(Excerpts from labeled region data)

-----

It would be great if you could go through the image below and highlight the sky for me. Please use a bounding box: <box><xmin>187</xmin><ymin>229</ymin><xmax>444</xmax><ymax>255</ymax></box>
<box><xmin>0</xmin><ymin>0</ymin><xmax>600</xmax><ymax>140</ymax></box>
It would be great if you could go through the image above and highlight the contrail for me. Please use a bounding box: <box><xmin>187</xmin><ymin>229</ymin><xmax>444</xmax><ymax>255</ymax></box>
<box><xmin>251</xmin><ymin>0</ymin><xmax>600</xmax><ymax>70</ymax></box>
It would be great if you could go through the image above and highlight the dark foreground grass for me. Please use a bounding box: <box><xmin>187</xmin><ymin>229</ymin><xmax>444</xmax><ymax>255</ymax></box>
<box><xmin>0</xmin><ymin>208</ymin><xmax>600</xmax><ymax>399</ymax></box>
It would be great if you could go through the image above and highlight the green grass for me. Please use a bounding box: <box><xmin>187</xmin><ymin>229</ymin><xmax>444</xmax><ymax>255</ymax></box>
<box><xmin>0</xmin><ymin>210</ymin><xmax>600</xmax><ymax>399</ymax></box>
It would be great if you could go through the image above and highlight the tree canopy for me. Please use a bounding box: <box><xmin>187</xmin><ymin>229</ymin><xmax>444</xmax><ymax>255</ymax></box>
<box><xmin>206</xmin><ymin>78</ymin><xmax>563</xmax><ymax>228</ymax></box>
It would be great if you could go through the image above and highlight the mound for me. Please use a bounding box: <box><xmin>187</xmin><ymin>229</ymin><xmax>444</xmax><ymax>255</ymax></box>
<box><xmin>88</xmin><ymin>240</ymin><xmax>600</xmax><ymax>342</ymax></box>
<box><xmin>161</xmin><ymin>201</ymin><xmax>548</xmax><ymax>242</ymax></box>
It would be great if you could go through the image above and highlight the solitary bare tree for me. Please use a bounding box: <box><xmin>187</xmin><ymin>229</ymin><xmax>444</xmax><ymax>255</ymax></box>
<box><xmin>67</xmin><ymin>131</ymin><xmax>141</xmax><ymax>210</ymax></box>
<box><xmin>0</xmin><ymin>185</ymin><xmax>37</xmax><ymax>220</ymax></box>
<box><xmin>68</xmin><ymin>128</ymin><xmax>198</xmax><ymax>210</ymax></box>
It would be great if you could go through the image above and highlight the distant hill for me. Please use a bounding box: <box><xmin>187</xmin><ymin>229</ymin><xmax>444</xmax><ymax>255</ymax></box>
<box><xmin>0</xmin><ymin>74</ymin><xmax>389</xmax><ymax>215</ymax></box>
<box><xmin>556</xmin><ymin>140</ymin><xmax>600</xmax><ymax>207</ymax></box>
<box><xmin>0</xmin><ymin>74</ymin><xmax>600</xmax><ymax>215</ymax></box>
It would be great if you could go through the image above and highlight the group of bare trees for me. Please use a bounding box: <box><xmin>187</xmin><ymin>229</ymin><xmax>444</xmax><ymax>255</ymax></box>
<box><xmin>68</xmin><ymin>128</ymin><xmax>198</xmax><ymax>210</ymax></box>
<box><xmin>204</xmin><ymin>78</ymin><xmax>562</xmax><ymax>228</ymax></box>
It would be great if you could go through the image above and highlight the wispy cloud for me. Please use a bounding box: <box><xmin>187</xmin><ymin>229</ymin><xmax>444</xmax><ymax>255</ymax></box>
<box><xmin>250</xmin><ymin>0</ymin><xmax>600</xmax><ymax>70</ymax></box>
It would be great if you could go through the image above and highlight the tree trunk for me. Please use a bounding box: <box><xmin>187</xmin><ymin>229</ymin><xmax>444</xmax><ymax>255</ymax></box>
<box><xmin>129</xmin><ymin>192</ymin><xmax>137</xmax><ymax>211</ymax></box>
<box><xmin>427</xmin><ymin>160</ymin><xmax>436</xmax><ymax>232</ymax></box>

-----

Please count the lines in the entries above that contain the word "bare", matching case exactly, and give only the number.

◆ **Result for this exercise**
2